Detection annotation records
· · ·

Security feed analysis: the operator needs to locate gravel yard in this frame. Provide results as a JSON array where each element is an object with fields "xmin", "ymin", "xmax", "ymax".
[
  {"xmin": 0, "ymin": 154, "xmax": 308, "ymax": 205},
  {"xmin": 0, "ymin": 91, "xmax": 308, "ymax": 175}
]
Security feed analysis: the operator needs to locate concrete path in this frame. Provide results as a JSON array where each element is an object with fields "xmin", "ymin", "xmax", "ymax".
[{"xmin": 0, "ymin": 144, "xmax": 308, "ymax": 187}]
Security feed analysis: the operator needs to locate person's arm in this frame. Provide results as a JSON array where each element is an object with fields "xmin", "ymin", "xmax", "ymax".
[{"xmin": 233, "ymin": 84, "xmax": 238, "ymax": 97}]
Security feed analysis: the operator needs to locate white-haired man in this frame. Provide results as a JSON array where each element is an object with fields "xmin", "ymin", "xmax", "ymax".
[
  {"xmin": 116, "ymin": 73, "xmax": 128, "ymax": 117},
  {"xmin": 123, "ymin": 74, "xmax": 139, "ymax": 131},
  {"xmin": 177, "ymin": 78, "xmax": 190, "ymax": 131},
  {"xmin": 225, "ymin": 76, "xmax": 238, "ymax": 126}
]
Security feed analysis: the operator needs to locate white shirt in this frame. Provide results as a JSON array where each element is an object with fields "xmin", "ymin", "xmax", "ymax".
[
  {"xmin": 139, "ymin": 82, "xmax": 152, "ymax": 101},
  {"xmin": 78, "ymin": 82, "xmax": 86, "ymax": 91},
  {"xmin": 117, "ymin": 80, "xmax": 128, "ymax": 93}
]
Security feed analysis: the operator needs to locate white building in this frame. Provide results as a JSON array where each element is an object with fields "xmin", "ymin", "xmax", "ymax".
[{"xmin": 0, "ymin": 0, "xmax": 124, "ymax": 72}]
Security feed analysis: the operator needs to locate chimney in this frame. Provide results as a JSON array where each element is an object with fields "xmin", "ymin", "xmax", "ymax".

· · ·

Request:
Put every line of the material above into a numbered list, leaving out any blank lines.

Result of this task:
1. Security feed analysis: the operator needs to locate gravel yard in this frame. Provide results as a JSON array where each element is an object with fields "xmin", "ymin", "xmax", "ymax".
2. [
3.   {"xmin": 0, "ymin": 154, "xmax": 308, "ymax": 205},
4.   {"xmin": 0, "ymin": 91, "xmax": 308, "ymax": 175}
5. ]
6. Security feed analysis: the operator needs to locate concrete path in this frame. Provide results as a JSON array where each element is an object with fields "xmin", "ymin", "xmax", "ymax".
7. [{"xmin": 0, "ymin": 144, "xmax": 308, "ymax": 187}]
8. Security feed analysis: the operator needs to locate person's arm in this frame. Provide results as a JSON array where each element is an object with fields "xmin", "ymin", "xmax", "ymax".
9. [{"xmin": 233, "ymin": 84, "xmax": 238, "ymax": 97}]
10. Security feed analysis: the operator needs to locate white-haired man in this frame. Provide results as a JSON array where each element is an object with fields "xmin", "ymin", "xmax", "ymax".
11. [
12.   {"xmin": 116, "ymin": 73, "xmax": 128, "ymax": 117},
13.   {"xmin": 123, "ymin": 74, "xmax": 139, "ymax": 131},
14.   {"xmin": 177, "ymin": 78, "xmax": 190, "ymax": 131},
15.   {"xmin": 225, "ymin": 76, "xmax": 238, "ymax": 126}
16. ]
17. Security feed analysis: the operator needs to locate white shirt in this frame. Provide results as a JSON array where each element is an object with fields "xmin", "ymin", "xmax", "ymax".
18. [
19.   {"xmin": 139, "ymin": 82, "xmax": 152, "ymax": 101},
20.   {"xmin": 78, "ymin": 82, "xmax": 86, "ymax": 91},
21.   {"xmin": 117, "ymin": 80, "xmax": 128, "ymax": 93}
22. ]
23. Security feed analysis: the operator needs to locate white building in this frame. Provide results as a JSON array where each element is an object with fields "xmin", "ymin", "xmax", "ymax".
24. [{"xmin": 0, "ymin": 0, "xmax": 124, "ymax": 72}]
25. Security feed analysis: the operator needs to locate chimney in this frame. Provide results as a JSON array where each element is an object with fields "xmin", "ymin", "xmax", "ymax".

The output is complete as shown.